### Problem statement
Write out the listing beneath this instruction in its entirety, exactly as it reads.

### Material provided
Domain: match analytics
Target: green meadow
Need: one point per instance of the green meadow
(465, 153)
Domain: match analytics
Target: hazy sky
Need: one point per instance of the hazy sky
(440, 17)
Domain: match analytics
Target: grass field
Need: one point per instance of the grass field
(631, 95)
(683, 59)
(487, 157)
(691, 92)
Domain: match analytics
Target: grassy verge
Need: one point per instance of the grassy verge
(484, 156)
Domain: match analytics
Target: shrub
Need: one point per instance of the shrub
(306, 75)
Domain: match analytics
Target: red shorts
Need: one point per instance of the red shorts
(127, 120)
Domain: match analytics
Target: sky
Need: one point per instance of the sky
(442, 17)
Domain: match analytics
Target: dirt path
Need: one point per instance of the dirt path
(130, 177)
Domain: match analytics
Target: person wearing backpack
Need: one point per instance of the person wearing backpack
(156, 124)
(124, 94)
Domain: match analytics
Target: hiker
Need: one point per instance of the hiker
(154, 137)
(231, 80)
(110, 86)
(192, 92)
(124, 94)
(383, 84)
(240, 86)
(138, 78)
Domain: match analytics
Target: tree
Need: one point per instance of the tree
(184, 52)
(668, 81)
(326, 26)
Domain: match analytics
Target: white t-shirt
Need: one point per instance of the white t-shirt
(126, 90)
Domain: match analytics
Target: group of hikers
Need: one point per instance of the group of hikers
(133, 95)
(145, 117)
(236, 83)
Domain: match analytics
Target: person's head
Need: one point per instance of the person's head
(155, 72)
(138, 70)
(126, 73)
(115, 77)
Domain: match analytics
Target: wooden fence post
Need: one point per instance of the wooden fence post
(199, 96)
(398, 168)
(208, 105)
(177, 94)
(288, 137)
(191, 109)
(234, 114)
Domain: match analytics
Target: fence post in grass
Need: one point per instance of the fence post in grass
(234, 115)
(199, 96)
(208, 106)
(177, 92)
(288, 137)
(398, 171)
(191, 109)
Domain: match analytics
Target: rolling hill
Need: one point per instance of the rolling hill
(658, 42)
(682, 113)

### Task result
Domain: match analytics
Target: green meadow
Need: one point per instance of the green meadow
(465, 153)
Domain: match analytics
Target: hazy sky
Need: one point per instance of the hazy sky
(440, 17)
Domain: match analytics
Target: grass field
Need: one point per instance of the grass field
(631, 95)
(683, 59)
(487, 157)
(691, 92)
Domain: match analytics
Target: grassy verge
Need: one point per instance of the grassy verge
(484, 156)
Domain: match analytics
Target: shrub
Need: one point per instance of the shrub
(306, 75)
Domain: match analytics
Target: red shorts
Need: one point per instance of the red shorts
(127, 120)
Domain: match analytics
Target: sky
Need: one point per instance of the sky
(442, 17)
Domain: match analytics
Target: dirt path
Need: one point per instance of the dirt path
(130, 177)
Domain: match analytics
Target: person wearing backpack
Need: one point per instance of the person wearing backpack
(156, 124)
(124, 94)
Domain: match analytics
Target: hiker
Need: one point per instance of the hiker
(154, 137)
(231, 80)
(110, 86)
(192, 92)
(124, 94)
(383, 84)
(240, 86)
(138, 78)
Domain: match analytics
Target: tree
Need: one point per instance of the tree
(184, 52)
(668, 81)
(326, 26)
Domain: match analytics
Target: white t-shirt
Need: one point per instance of the white t-shirt
(126, 90)
Domain: match analytics
Target: group of hikers
Need: one point per instance of the group of hikers
(133, 95)
(145, 117)
(236, 83)
Domain: match analytics
Target: person's head
Need: one point per instance of the person's head
(155, 72)
(138, 70)
(126, 73)
(115, 77)
Domain: match analytics
Target: wooden fence post
Need: one point per instance of the wooden fence post
(199, 96)
(398, 168)
(208, 105)
(177, 94)
(288, 137)
(191, 109)
(234, 114)
Domain: match analytics
Target: fence post in grass
Need: one point per instance of the fence post in grass
(234, 115)
(199, 96)
(208, 106)
(177, 92)
(288, 137)
(398, 171)
(191, 109)
Domain: match analytics
Target: rolling hill
Need: one point per instance of the rolling hill
(658, 42)
(682, 113)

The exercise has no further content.